▶ [The task]: The expected output is the line holding "Can you spot the man?" plus every line after it through the end of the listing, copied exactly.

┌────────

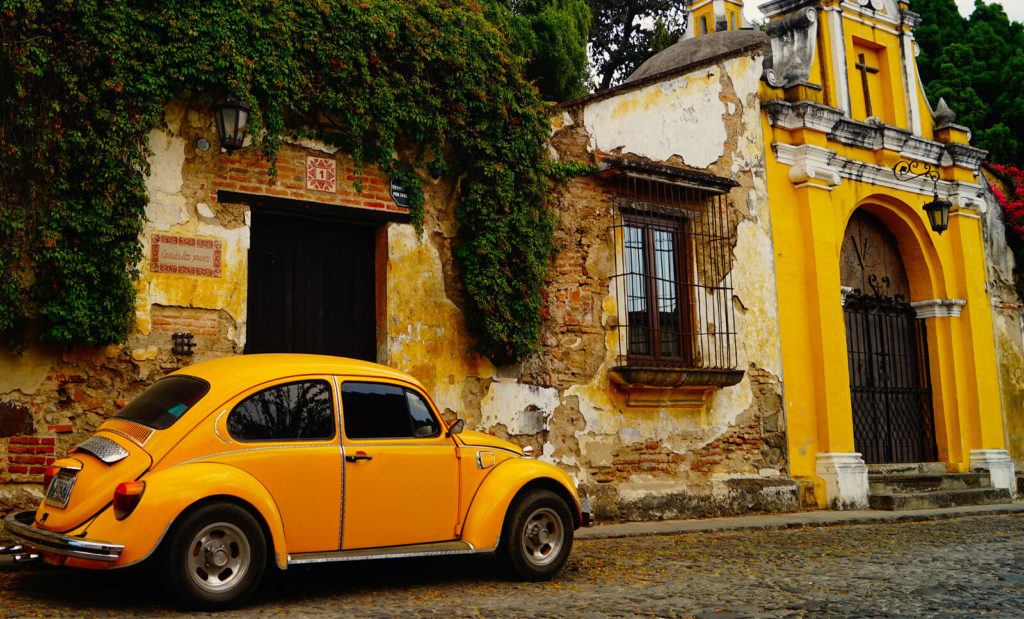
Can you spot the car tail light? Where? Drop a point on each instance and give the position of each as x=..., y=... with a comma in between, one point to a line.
x=126, y=497
x=51, y=472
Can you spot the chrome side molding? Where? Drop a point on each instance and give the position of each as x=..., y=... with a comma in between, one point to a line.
x=434, y=549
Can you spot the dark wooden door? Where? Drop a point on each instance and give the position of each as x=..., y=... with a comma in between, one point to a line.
x=890, y=388
x=310, y=287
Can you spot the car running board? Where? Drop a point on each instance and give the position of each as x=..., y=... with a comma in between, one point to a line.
x=436, y=549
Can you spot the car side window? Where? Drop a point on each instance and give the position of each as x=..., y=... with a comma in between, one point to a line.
x=374, y=410
x=292, y=411
x=424, y=422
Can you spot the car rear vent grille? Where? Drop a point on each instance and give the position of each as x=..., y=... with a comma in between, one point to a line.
x=136, y=432
x=104, y=449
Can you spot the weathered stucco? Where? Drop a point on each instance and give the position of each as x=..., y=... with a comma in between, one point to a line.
x=664, y=120
x=1008, y=313
x=725, y=454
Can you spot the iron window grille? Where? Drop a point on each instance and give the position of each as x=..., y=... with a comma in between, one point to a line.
x=673, y=281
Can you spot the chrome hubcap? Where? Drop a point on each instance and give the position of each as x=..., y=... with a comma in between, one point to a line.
x=543, y=536
x=218, y=558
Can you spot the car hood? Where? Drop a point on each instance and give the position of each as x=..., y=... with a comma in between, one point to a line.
x=475, y=439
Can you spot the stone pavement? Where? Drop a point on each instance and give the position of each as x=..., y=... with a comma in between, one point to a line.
x=950, y=563
x=791, y=521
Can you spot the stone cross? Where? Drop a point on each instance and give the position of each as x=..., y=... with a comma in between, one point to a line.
x=864, y=70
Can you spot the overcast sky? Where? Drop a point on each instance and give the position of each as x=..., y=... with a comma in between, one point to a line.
x=1014, y=8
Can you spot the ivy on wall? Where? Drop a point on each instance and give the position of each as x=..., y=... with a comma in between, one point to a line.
x=85, y=81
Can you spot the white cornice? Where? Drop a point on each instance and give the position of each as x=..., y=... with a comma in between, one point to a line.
x=938, y=307
x=815, y=162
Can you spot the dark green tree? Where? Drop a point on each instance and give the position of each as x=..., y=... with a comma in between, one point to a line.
x=975, y=64
x=552, y=35
x=625, y=33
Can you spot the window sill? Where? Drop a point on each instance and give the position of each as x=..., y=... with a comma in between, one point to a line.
x=671, y=387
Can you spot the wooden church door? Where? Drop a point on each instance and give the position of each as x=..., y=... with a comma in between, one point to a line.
x=890, y=386
x=311, y=287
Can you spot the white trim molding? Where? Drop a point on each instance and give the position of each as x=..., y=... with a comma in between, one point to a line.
x=845, y=476
x=810, y=156
x=938, y=307
x=998, y=465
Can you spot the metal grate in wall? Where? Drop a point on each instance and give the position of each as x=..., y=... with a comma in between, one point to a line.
x=673, y=282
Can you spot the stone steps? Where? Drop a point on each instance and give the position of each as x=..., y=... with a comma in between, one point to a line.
x=927, y=486
x=931, y=500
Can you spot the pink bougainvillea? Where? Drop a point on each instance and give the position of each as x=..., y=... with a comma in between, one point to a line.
x=1013, y=205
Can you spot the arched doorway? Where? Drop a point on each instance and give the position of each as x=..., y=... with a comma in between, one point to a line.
x=890, y=386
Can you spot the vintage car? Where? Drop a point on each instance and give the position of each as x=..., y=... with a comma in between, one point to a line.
x=227, y=465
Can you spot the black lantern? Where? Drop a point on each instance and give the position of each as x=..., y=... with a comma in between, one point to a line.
x=937, y=210
x=232, y=122
x=938, y=213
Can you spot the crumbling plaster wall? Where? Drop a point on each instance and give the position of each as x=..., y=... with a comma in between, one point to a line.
x=634, y=463
x=1008, y=321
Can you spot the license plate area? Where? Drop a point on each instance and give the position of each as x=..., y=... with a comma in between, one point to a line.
x=59, y=491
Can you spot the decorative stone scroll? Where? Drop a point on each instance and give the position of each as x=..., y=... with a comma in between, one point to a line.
x=794, y=39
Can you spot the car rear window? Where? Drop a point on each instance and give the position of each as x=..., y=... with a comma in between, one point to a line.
x=163, y=404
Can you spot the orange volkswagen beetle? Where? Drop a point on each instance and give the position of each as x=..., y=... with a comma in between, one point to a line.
x=224, y=466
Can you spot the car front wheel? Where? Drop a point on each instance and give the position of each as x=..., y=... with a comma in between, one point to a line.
x=215, y=556
x=538, y=536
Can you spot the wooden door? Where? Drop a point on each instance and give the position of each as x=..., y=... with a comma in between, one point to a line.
x=311, y=287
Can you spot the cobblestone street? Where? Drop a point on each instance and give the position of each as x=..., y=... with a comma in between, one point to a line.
x=966, y=567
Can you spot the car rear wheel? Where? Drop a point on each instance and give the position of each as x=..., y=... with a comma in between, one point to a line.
x=215, y=556
x=537, y=537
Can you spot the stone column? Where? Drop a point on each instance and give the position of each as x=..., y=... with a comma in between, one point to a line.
x=845, y=476
x=998, y=465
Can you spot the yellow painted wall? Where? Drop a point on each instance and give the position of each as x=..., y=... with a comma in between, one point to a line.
x=808, y=224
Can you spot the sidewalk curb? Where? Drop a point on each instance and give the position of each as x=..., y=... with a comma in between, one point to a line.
x=792, y=521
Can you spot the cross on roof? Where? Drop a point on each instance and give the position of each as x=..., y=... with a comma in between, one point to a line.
x=864, y=70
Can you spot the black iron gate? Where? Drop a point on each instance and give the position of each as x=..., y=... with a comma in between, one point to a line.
x=890, y=387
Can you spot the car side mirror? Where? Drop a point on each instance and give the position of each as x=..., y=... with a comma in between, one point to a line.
x=456, y=427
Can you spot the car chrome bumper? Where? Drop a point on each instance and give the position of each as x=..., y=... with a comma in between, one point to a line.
x=19, y=527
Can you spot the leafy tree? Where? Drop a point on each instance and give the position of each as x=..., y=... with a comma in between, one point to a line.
x=970, y=63
x=552, y=35
x=625, y=33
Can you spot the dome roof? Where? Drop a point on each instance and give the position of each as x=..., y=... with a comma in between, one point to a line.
x=690, y=51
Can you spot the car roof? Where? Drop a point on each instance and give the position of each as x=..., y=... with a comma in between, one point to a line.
x=242, y=371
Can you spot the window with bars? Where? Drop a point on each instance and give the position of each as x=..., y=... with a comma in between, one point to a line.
x=673, y=280
x=657, y=308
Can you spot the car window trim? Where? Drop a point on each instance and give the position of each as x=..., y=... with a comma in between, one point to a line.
x=334, y=439
x=404, y=387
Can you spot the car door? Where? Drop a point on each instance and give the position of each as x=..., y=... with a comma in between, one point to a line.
x=401, y=472
x=285, y=436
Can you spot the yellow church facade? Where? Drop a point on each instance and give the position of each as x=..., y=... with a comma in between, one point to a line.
x=886, y=324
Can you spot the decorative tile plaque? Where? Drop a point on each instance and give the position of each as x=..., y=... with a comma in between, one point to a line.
x=322, y=174
x=185, y=255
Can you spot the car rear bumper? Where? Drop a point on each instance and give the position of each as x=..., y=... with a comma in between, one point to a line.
x=19, y=527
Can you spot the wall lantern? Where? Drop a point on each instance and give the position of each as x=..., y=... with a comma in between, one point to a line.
x=938, y=213
x=938, y=209
x=232, y=122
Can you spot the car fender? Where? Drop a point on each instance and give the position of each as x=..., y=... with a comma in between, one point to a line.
x=170, y=492
x=486, y=511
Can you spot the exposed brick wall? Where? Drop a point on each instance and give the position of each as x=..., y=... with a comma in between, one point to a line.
x=194, y=320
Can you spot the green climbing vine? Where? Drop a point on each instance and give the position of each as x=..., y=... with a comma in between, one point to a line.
x=85, y=81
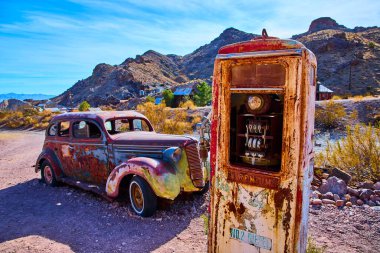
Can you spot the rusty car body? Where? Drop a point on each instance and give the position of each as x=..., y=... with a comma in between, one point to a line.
x=114, y=152
x=261, y=155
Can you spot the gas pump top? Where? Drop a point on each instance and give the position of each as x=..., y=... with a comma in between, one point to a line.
x=261, y=151
x=263, y=43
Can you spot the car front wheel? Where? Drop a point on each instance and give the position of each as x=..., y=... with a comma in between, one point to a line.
x=47, y=174
x=142, y=197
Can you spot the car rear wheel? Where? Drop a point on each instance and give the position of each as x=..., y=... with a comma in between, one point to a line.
x=142, y=197
x=47, y=174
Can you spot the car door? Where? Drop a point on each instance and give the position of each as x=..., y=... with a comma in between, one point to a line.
x=62, y=147
x=90, y=154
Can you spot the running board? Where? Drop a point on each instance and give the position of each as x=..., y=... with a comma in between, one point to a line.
x=86, y=186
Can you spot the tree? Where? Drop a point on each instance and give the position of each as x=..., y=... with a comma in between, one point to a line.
x=149, y=99
x=168, y=97
x=203, y=94
x=84, y=106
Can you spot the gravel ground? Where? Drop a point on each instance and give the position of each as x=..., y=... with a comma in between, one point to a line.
x=37, y=218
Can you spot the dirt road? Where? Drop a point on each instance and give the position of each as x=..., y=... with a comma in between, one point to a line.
x=36, y=218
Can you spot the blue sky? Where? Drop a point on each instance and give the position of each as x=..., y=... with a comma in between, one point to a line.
x=46, y=46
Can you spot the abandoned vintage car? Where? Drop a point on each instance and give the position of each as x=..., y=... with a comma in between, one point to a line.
x=112, y=153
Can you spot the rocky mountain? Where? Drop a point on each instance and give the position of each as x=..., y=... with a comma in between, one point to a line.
x=347, y=58
x=24, y=96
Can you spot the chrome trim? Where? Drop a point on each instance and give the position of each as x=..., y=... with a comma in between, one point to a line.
x=257, y=89
x=286, y=52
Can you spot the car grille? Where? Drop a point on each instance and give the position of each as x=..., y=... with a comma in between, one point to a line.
x=195, y=166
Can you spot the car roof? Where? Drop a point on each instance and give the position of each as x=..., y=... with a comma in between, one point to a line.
x=102, y=115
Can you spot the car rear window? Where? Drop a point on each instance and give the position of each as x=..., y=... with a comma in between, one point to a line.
x=63, y=127
x=86, y=129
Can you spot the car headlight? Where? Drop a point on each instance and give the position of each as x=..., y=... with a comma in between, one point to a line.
x=173, y=154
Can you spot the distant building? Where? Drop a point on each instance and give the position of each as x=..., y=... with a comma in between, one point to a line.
x=323, y=93
x=183, y=91
x=158, y=101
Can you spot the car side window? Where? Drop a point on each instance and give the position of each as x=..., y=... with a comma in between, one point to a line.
x=86, y=129
x=52, y=131
x=140, y=125
x=63, y=127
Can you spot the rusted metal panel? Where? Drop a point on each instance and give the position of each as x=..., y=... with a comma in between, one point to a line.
x=169, y=163
x=256, y=210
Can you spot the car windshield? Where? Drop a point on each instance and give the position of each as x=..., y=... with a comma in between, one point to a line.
x=122, y=125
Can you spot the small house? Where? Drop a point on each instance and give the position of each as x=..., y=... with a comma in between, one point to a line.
x=323, y=93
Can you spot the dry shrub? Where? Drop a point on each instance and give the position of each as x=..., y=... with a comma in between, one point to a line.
x=330, y=115
x=187, y=105
x=165, y=120
x=26, y=117
x=358, y=153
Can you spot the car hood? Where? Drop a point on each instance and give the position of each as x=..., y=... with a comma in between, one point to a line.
x=152, y=139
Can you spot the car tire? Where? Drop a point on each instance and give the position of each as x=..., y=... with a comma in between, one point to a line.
x=48, y=175
x=205, y=189
x=142, y=198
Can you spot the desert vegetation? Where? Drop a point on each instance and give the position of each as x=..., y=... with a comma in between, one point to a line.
x=167, y=120
x=358, y=154
x=29, y=118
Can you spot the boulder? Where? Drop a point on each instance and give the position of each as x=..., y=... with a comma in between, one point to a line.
x=341, y=174
x=333, y=185
x=365, y=194
x=328, y=195
x=353, y=200
x=328, y=201
x=366, y=185
x=352, y=192
x=339, y=203
x=316, y=202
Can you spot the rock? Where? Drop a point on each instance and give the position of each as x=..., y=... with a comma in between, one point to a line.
x=365, y=194
x=371, y=203
x=339, y=203
x=328, y=195
x=353, y=200
x=315, y=195
x=316, y=202
x=341, y=174
x=328, y=201
x=366, y=185
x=353, y=192
x=333, y=185
x=359, y=202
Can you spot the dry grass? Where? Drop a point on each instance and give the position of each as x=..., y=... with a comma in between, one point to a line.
x=357, y=154
x=25, y=118
x=166, y=120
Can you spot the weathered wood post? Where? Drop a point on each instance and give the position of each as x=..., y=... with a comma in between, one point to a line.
x=262, y=146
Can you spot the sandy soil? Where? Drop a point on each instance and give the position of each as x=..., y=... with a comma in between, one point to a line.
x=37, y=218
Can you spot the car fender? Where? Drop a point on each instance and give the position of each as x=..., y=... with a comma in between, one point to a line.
x=160, y=175
x=51, y=157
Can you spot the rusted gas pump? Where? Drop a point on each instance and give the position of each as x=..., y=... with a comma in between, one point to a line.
x=261, y=146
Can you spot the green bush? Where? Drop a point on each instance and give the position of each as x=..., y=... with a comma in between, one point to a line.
x=358, y=154
x=330, y=116
x=84, y=106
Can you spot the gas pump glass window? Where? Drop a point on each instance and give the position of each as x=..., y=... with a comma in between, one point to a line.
x=256, y=130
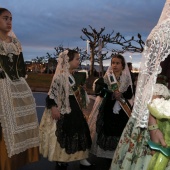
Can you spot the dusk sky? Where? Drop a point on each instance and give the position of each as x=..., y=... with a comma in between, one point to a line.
x=41, y=25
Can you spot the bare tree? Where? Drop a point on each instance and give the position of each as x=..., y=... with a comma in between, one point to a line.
x=93, y=37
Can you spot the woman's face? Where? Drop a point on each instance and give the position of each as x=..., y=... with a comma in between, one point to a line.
x=75, y=62
x=117, y=65
x=5, y=22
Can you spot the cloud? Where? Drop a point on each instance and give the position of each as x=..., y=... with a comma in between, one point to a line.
x=42, y=25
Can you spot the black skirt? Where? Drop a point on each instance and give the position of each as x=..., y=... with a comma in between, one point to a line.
x=72, y=130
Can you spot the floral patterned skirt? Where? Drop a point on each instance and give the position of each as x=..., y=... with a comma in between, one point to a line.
x=132, y=151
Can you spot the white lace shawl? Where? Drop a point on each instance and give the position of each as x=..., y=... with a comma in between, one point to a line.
x=59, y=90
x=125, y=79
x=161, y=90
x=157, y=48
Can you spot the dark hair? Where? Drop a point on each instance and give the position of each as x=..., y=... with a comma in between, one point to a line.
x=3, y=10
x=71, y=54
x=129, y=64
x=120, y=57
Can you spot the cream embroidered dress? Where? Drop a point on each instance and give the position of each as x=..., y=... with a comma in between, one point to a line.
x=18, y=117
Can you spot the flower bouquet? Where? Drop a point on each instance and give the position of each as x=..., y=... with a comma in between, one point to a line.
x=160, y=109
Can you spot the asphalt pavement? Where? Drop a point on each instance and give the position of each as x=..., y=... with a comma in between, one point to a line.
x=43, y=163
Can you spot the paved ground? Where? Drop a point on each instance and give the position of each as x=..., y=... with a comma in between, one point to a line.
x=43, y=163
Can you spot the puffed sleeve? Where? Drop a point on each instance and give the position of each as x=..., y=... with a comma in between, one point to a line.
x=21, y=66
x=100, y=87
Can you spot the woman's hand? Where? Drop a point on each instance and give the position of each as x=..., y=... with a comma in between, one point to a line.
x=157, y=137
x=117, y=95
x=55, y=113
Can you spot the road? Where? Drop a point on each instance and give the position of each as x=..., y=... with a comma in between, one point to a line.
x=43, y=163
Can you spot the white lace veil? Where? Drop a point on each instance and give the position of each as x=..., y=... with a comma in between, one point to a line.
x=157, y=48
x=125, y=78
x=59, y=90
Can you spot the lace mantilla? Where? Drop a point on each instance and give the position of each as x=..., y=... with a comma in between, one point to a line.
x=162, y=90
x=157, y=48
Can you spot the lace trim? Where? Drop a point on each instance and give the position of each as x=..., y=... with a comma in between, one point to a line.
x=157, y=48
x=19, y=121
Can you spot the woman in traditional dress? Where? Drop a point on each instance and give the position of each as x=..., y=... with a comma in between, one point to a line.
x=18, y=118
x=64, y=132
x=111, y=109
x=133, y=151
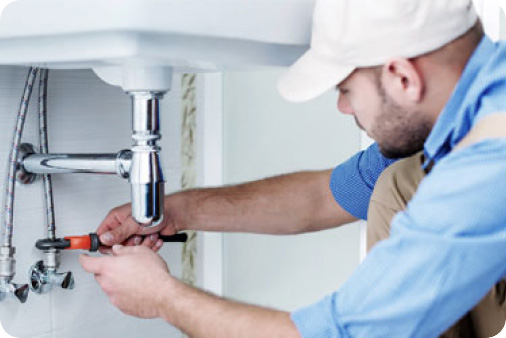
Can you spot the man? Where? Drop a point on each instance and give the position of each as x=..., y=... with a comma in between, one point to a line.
x=416, y=75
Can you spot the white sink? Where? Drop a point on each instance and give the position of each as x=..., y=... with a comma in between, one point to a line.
x=197, y=35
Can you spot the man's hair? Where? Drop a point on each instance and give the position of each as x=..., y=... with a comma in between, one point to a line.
x=458, y=51
x=455, y=53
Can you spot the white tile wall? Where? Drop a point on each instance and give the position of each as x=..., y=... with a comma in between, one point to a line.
x=85, y=115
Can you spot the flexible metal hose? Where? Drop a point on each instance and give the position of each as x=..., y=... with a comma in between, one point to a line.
x=44, y=149
x=16, y=141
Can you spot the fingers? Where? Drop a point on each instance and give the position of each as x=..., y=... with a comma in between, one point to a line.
x=91, y=264
x=119, y=234
x=158, y=245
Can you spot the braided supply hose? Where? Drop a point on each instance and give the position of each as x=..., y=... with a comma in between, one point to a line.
x=13, y=158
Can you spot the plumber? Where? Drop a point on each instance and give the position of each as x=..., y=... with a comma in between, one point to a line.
x=421, y=78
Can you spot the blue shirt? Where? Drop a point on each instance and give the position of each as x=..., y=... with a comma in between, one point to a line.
x=448, y=248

└────────

▶ [Answer area]:
Can you spot the man? Where? Drop a point on each instance and give the position of each as x=..., y=... with a comma in between, one point to a line.
x=416, y=75
Can you spot the white sink? Where? Drop a point on each instance and give the position of each as x=..., y=... with a comma in between, one point to a line.
x=197, y=35
Can you spot the man's hair? Where? Drop a point on each instance and give the position of each as x=..., y=... with a comma in between, one point to a line.
x=458, y=51
x=455, y=53
Can you spot the white tile wall? Where? Drop a point on each instance and give the position of each as x=..., y=... with a comma in between, one point to a line.
x=85, y=115
Can you spot the flexible metal hose? Where? Drop a point on each instance and give the position of each as x=..., y=... with a comma in between, one point to a line.
x=44, y=149
x=16, y=141
Can you spot the fingers? Where? Drop a point on each instance and give the position of each as x=..., y=... with a comma in between, one point to a line.
x=91, y=264
x=119, y=234
x=158, y=245
Can you spot the braided supply hose? Where? Drop a point on each instance and give the position of each as x=..., y=... with a comma in between, one point to a line.
x=13, y=158
Can you spot the plumber? Where? Drop a point on each instance and give the position of each as x=..., y=... with a comma in between, one point to a line.
x=421, y=78
Can you spot the blue shirt? Where? Drop a point on each instance and give the position of each as x=..., y=... with a comma in between, one point to a line.
x=448, y=248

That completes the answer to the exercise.